Task instructions ::
**1.** Translate this sentence from the text on Patricia Hunt into Spanish: "Her primary research interest lies in human aneuploidy, mammalian germ cells and meiosis."
**2.** Write the next part of the text on Patricia Hunt, picking up after its final sentence.

Excerpted passage ::
········

= Patricia Hunt =

American molecular biologist

Patricia A. Hunt is Meyer Distinguished Professor in the School of Molecular Bioscience at Washington State University. Her primary research interest lies in human
aneuploidy, mammalian germ cells and meiosis. She is best known for showing the adversary effect of Bisphenol A (a common substance in plastics) on the reproductive system of mammalians. In 2018, her team discovered that replacement Bisphenols (BPS, BPF, BPAF, Diphenyl sulfone) also affects reproductive health, and this over generations.

········

Raw data ::
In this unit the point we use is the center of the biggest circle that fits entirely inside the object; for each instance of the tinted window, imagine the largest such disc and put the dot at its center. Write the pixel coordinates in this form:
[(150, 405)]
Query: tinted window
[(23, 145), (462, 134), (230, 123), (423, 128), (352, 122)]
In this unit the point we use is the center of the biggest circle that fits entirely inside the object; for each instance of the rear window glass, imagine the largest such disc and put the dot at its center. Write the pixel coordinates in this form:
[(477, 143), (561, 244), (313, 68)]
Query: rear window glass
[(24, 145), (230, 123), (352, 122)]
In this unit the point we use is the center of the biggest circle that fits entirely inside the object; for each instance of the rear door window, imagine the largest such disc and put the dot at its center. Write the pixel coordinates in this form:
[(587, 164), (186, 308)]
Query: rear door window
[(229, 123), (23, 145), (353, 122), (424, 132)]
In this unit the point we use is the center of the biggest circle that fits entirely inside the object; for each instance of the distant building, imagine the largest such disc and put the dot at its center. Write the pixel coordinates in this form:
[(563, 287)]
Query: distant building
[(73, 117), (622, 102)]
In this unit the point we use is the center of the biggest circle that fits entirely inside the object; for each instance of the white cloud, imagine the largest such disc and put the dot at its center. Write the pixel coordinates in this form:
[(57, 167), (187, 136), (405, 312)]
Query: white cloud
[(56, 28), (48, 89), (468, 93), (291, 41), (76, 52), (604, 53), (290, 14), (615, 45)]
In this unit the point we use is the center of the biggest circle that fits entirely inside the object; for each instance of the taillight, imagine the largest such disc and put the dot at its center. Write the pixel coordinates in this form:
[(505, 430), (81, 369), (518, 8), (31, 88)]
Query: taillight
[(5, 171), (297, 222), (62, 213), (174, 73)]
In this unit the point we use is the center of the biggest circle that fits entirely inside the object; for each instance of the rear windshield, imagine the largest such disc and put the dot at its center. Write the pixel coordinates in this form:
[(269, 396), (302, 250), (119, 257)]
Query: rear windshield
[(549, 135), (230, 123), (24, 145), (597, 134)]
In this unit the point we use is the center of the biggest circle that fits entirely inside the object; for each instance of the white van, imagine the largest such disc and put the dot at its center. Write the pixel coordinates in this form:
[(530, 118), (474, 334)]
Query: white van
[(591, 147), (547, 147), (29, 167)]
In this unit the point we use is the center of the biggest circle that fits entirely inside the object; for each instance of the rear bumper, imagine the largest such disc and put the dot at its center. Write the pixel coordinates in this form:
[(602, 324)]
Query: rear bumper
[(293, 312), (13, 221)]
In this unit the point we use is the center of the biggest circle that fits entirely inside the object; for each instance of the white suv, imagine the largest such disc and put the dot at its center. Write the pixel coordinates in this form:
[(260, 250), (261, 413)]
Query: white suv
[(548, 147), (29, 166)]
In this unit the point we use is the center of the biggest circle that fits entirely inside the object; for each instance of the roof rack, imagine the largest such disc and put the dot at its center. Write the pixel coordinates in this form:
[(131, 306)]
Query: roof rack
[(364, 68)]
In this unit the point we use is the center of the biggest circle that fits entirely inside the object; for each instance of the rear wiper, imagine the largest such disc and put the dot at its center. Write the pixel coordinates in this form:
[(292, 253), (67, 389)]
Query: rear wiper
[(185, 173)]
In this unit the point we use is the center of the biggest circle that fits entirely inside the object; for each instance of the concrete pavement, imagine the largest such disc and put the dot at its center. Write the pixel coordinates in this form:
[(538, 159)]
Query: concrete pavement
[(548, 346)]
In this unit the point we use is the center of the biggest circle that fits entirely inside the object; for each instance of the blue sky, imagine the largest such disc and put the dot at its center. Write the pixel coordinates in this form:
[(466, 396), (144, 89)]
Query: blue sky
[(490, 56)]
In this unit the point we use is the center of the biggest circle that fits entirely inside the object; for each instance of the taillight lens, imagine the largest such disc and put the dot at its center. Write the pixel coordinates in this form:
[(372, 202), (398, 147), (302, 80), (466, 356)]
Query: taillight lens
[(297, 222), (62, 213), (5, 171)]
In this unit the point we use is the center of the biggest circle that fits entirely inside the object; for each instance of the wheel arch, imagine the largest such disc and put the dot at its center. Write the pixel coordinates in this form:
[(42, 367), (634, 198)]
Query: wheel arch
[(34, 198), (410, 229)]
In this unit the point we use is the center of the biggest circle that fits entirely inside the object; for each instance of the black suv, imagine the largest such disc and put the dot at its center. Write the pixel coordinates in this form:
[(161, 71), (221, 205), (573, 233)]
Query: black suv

········

Per-task outputs ::
**1.** Su principal interés de investigación se centra en la aneuploidía humana, las células germinales de mamíferos y la meiosis.

**2.**
== Career ==

Patricia Hunt did her undergraduate studies at Michigan State University. She graduated in 1983 from the University of Hawaii with a thesis on reproductive biology under the supervision of Patricia Jacobs. She completed a two-year Postdoc with Paul Burgoyne at the MRC Mammalian Development Unit and a one-year Postdoc with Eva Eicher at the Jackson Laboratory. She began her tenure track with a faculty position at Emory University from 1988 to 1992, then moved to Case Western Reserve University.

In 2005, she moved to Washington State University where she is now a Meyer Distinguished Professor in the School of Molecular Biosciences. Her current work centers on the reproductive effects of exposure to chemicals with estrogenic activity.